▶ _Problem to solve_
Convert the rows below into a JSON array of strings with one string per line, leaving out any blank lines.

....

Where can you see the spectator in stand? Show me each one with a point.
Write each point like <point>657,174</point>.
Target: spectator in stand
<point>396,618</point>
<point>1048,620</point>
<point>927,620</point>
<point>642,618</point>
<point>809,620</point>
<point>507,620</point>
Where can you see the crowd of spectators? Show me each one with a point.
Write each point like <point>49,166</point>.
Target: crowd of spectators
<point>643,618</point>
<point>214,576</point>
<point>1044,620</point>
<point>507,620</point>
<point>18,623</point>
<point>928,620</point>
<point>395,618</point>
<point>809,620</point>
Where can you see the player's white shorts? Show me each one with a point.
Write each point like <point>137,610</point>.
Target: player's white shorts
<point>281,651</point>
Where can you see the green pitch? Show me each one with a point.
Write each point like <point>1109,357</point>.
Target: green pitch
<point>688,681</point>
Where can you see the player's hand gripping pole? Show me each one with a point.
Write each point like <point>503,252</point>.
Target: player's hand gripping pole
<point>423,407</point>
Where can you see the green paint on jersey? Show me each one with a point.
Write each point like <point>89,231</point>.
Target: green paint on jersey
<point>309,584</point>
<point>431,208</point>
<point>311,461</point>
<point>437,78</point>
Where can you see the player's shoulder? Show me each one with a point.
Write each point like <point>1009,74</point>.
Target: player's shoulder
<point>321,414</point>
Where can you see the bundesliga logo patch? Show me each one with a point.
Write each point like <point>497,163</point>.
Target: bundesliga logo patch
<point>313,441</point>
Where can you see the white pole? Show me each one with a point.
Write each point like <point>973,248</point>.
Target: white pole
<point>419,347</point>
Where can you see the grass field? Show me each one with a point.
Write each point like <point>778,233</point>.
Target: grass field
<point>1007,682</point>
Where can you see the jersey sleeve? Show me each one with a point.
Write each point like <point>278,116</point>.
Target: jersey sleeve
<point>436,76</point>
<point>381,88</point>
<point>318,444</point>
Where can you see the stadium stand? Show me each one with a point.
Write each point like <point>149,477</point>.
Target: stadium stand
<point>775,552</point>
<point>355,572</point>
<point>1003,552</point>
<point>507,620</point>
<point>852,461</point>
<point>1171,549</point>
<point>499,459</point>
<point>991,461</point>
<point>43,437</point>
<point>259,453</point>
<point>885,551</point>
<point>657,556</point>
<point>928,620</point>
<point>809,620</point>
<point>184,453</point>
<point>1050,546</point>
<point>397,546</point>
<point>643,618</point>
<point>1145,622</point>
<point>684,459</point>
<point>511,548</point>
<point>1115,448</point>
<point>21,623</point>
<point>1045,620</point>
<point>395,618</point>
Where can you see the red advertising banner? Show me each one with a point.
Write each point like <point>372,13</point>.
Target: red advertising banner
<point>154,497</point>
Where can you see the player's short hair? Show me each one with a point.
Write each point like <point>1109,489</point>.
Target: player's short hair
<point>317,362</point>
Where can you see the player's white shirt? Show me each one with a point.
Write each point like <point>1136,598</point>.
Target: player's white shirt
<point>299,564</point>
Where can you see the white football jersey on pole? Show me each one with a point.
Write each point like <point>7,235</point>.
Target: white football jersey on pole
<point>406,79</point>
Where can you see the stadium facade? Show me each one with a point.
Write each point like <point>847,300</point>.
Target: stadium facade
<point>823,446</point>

....

▶ _Result of the exercise_
[
  "Where can you see the spectator in stand? Show me each one with a point.",
  "Write each point like <point>657,174</point>.",
  "Target: spectator in stand",
  "<point>396,618</point>",
  "<point>1048,620</point>",
  "<point>927,620</point>",
  "<point>642,618</point>",
  "<point>809,620</point>",
  "<point>507,620</point>",
  "Where can you see the crowd of spectators? Show me each one with a point.",
  "Write each point like <point>49,166</point>.",
  "Target: crowd of spectators",
  "<point>643,618</point>",
  "<point>214,576</point>",
  "<point>1044,620</point>",
  "<point>507,620</point>",
  "<point>18,623</point>",
  "<point>928,620</point>",
  "<point>395,618</point>",
  "<point>809,620</point>",
  "Where can you see the player's white shorts? Show me each one with a point.",
  "Write each point like <point>137,610</point>.",
  "Target: player's white shorts",
  "<point>281,651</point>",
  "Where can you see the green pitch? Show me each one with a point.",
  "Write each point like <point>1109,357</point>.",
  "Target: green pitch",
  "<point>688,681</point>",
  "Where can you see the player's hand gripping pole? Show me each one with a point.",
  "Write each point like <point>503,252</point>.",
  "Target: player's hand gripping pole",
  "<point>423,407</point>",
  "Where can you see the green paint on jersey? Show me each one with a point.",
  "Write each point like <point>89,231</point>.",
  "Target: green paint on jersey",
  "<point>309,584</point>",
  "<point>431,208</point>",
  "<point>311,461</point>",
  "<point>437,78</point>",
  "Where can you see the player's shoulder? Show me each one with a point.",
  "Write each point like <point>1009,74</point>.",
  "Target: player's shoulder",
  "<point>321,414</point>",
  "Where can you see the bundesliga logo patch? Show me each one with a point.",
  "Write each point like <point>497,163</point>.",
  "Target: bundesliga logo patch",
  "<point>313,441</point>",
  "Where can you see the white pole? Show me each one with a point.",
  "Write each point like <point>973,248</point>.",
  "Target: white pole",
  "<point>419,347</point>",
  "Where can you see the grass field? Show me each one with a point.",
  "Write each point like <point>778,233</point>.",
  "Target: grass field",
  "<point>1007,682</point>",
  "Where can you see the jersey sleeve? Show me each one with a point.",
  "Write each point like <point>278,116</point>.",
  "Target: jersey sleeve",
  "<point>436,76</point>",
  "<point>381,88</point>",
  "<point>318,444</point>",
  "Where can you see the stadium stand? Show me each one with a point.",
  "Write each point like <point>149,477</point>.",
  "Target: stadium stand",
  "<point>775,552</point>",
  "<point>355,572</point>",
  "<point>1003,552</point>",
  "<point>507,620</point>",
  "<point>852,461</point>",
  "<point>1171,549</point>",
  "<point>499,459</point>",
  "<point>991,461</point>",
  "<point>43,437</point>",
  "<point>259,453</point>",
  "<point>885,551</point>",
  "<point>657,556</point>",
  "<point>928,620</point>",
  "<point>809,620</point>",
  "<point>184,453</point>",
  "<point>1050,546</point>",
  "<point>397,546</point>",
  "<point>643,618</point>",
  "<point>1145,622</point>",
  "<point>684,459</point>",
  "<point>511,548</point>",
  "<point>1115,448</point>",
  "<point>21,623</point>",
  "<point>1045,620</point>",
  "<point>395,618</point>",
  "Where can you see the red advertising banner? Show me each one with a point.",
  "Write each point like <point>372,13</point>.",
  "Target: red advertising banner",
  "<point>154,497</point>",
  "Where can you see the player's short hair? Show me each one with a point.",
  "Write each point like <point>1109,489</point>.",
  "Target: player's short hair",
  "<point>317,362</point>",
  "Where can you see the player's white shirt? Show me each one with a point.",
  "Write each point like <point>1136,598</point>.",
  "Target: player's white shirt",
  "<point>299,564</point>",
  "Where can you see the white football jersey on pole? Show me each one with a point.",
  "Write each point like <point>7,235</point>.",
  "Target: white football jersey on pole",
  "<point>406,79</point>",
  "Where can you see the stadium facade? Show me each one with a point.",
  "Write each point like <point>847,300</point>.",
  "Target: stadium facade",
  "<point>823,446</point>"
]